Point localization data
____________________

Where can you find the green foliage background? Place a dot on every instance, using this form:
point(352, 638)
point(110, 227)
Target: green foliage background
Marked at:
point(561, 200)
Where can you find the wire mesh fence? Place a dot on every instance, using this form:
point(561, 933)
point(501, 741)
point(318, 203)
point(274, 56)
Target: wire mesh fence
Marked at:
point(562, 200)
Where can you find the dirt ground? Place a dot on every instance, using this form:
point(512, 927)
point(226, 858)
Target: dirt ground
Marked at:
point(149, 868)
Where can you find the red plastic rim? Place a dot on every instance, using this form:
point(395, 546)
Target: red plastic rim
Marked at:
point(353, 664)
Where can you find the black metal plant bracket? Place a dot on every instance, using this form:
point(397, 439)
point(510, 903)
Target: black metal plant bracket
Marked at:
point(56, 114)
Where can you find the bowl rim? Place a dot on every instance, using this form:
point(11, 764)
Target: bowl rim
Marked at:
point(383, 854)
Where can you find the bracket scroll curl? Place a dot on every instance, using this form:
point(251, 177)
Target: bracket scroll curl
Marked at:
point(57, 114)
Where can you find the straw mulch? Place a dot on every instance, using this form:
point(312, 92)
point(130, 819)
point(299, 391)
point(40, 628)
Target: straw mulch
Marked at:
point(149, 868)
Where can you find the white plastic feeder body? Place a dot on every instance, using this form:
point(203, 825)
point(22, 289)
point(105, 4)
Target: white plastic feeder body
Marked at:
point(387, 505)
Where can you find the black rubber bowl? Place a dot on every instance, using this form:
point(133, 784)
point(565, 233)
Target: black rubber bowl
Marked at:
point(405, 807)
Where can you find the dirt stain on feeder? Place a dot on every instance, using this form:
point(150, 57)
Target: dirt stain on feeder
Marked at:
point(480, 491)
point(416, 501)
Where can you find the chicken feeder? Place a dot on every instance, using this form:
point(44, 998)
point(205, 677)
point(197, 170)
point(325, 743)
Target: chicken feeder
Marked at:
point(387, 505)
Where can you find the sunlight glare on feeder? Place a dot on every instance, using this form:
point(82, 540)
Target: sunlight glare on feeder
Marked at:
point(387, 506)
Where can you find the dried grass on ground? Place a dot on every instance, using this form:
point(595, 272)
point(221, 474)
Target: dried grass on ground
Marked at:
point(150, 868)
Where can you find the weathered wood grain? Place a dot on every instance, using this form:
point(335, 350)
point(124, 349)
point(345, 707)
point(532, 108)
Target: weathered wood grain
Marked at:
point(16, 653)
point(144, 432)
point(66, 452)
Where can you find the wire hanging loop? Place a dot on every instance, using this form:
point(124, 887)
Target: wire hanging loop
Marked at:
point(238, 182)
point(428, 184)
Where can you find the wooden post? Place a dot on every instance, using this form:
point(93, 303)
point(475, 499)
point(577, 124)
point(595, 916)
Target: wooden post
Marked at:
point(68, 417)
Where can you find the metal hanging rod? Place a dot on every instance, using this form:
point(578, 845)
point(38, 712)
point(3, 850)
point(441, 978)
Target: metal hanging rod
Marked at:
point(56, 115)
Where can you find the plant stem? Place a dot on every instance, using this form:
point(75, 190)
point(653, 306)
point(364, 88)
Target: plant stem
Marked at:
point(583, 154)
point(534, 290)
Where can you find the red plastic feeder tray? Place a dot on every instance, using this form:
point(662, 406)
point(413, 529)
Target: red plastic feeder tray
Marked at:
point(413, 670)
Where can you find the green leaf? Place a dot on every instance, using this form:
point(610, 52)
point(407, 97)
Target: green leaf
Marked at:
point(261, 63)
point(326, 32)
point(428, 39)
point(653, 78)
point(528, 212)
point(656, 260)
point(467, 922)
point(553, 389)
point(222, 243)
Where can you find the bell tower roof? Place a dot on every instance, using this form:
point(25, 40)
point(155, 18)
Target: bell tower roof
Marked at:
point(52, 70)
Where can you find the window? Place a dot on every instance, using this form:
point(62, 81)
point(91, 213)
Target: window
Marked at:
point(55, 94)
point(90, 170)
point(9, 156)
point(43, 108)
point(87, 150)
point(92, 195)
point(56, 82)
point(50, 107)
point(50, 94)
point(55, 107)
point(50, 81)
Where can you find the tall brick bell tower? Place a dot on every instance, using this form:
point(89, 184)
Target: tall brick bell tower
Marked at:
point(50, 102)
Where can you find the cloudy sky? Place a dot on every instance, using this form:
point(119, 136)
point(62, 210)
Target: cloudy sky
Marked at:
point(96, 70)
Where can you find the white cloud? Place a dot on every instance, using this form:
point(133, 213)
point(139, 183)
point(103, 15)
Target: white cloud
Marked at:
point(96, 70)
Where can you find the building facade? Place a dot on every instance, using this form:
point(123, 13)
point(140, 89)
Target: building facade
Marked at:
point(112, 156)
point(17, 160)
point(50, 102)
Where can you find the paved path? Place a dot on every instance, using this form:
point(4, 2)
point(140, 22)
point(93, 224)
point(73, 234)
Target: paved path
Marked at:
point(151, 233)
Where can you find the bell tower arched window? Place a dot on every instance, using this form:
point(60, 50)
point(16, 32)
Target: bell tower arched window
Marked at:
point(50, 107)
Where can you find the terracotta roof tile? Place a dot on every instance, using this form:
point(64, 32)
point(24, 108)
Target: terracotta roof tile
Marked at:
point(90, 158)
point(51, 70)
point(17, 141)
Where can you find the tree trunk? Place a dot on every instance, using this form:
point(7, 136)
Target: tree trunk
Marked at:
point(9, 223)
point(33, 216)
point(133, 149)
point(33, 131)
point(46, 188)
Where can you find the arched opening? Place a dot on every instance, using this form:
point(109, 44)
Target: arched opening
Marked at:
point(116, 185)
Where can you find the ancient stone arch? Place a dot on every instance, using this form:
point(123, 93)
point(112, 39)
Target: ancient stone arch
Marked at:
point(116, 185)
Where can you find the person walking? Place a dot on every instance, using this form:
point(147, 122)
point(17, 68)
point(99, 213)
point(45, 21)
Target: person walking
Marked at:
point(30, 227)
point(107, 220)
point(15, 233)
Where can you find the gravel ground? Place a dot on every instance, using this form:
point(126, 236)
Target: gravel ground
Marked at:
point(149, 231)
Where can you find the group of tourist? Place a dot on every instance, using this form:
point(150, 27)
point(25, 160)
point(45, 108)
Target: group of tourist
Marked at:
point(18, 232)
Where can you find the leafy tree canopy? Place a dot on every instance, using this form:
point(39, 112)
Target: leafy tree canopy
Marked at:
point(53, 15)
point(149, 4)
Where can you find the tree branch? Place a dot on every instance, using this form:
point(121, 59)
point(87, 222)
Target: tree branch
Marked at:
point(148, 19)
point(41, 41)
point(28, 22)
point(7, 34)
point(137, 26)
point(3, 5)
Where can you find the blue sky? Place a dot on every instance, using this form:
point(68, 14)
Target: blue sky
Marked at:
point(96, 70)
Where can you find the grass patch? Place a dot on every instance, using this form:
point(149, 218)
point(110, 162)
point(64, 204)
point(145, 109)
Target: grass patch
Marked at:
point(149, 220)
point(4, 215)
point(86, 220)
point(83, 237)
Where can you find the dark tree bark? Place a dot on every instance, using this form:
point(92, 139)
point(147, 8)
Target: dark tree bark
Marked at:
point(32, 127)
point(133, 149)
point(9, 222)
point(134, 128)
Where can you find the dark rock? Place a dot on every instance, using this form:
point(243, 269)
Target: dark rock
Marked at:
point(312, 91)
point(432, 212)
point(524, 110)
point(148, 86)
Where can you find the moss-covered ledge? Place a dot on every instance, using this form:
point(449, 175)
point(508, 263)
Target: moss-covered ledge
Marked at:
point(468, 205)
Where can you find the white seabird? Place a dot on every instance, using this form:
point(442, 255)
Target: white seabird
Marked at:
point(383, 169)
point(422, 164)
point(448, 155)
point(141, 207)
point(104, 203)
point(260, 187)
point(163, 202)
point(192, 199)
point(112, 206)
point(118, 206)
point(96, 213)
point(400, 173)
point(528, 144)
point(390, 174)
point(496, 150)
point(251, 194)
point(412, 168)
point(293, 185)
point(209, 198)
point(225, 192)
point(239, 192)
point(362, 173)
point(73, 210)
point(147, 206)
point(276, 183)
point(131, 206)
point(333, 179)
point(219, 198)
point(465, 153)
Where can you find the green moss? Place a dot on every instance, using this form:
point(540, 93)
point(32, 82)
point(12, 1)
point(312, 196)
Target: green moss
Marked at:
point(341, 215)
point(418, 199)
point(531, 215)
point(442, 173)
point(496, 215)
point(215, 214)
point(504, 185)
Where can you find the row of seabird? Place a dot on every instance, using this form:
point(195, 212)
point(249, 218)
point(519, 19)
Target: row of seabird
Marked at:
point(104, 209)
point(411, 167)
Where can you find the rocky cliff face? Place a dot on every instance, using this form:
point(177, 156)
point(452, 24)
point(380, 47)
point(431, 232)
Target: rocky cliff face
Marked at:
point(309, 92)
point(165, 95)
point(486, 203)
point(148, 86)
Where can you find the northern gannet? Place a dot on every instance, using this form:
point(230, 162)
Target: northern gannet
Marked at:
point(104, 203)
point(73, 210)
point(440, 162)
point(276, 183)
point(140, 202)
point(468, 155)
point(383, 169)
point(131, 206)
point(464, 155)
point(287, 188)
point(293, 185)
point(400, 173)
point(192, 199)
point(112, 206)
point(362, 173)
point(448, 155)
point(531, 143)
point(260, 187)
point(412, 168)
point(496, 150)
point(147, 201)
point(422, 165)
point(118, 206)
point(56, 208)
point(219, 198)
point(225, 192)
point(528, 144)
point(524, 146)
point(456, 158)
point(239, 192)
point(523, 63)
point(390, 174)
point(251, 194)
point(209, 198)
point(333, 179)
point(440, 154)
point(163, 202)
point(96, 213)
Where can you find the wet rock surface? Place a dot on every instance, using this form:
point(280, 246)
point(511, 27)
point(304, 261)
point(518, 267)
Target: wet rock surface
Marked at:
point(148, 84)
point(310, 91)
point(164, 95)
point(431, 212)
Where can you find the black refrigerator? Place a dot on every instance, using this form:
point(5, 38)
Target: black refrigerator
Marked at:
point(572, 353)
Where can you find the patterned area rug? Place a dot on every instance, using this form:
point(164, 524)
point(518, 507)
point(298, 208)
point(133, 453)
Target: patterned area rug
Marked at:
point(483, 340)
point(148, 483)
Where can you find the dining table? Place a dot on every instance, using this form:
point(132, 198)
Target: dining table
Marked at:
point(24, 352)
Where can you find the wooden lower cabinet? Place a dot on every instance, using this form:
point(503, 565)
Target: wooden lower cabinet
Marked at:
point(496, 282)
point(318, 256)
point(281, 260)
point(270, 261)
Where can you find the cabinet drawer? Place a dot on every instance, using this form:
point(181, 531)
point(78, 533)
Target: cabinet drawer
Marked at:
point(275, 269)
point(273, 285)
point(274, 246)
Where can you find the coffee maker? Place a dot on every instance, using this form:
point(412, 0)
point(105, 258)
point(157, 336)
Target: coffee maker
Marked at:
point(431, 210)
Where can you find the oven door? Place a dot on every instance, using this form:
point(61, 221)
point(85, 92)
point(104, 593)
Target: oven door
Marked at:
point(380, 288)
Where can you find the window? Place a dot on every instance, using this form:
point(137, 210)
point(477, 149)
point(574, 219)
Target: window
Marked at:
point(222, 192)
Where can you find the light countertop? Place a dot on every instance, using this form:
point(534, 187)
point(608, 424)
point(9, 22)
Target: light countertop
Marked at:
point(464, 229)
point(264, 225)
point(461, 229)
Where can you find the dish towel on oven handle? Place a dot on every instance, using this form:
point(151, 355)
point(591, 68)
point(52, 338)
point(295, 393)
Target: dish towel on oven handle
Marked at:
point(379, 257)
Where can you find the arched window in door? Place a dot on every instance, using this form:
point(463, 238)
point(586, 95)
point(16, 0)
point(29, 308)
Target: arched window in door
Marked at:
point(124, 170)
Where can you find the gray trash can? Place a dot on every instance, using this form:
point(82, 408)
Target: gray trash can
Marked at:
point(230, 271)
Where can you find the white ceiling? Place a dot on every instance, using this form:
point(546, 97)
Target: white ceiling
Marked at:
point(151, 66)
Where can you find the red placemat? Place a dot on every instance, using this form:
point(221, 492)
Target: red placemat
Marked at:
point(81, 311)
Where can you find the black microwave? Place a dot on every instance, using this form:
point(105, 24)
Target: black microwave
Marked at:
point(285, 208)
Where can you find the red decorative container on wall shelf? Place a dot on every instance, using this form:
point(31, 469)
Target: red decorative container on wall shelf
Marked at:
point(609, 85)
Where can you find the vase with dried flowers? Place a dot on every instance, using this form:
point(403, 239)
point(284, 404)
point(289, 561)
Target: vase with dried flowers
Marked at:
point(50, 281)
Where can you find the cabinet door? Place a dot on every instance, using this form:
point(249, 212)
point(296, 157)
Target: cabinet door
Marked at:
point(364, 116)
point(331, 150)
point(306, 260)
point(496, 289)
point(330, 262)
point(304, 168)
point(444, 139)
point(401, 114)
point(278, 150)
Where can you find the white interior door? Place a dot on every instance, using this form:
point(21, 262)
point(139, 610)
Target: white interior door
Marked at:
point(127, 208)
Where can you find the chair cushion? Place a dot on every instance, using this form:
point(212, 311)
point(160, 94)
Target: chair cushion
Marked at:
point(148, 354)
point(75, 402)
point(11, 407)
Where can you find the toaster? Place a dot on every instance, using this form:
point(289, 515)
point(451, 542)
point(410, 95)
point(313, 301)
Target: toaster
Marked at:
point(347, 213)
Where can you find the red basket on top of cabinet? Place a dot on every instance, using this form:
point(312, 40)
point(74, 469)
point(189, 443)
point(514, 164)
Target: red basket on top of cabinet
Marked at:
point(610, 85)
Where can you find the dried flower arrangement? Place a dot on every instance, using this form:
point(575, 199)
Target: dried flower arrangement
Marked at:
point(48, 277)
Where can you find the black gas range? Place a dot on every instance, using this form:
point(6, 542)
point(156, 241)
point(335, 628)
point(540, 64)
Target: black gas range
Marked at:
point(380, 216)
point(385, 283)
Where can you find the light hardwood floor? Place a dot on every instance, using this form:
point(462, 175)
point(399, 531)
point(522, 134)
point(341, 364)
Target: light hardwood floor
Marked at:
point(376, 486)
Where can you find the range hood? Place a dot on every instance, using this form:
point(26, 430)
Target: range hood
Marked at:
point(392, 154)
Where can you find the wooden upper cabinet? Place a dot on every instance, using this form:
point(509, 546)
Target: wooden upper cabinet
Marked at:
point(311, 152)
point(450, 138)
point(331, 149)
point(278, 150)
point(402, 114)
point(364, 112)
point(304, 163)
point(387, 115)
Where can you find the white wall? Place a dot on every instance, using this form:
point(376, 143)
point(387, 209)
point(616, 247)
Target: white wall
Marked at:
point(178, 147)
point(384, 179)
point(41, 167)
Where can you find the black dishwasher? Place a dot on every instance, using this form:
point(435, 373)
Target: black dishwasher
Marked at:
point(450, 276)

____________________

» THE TASK:
Report the number of lines in the records above that contain "tray", with no other text.

» RESPONSE:
2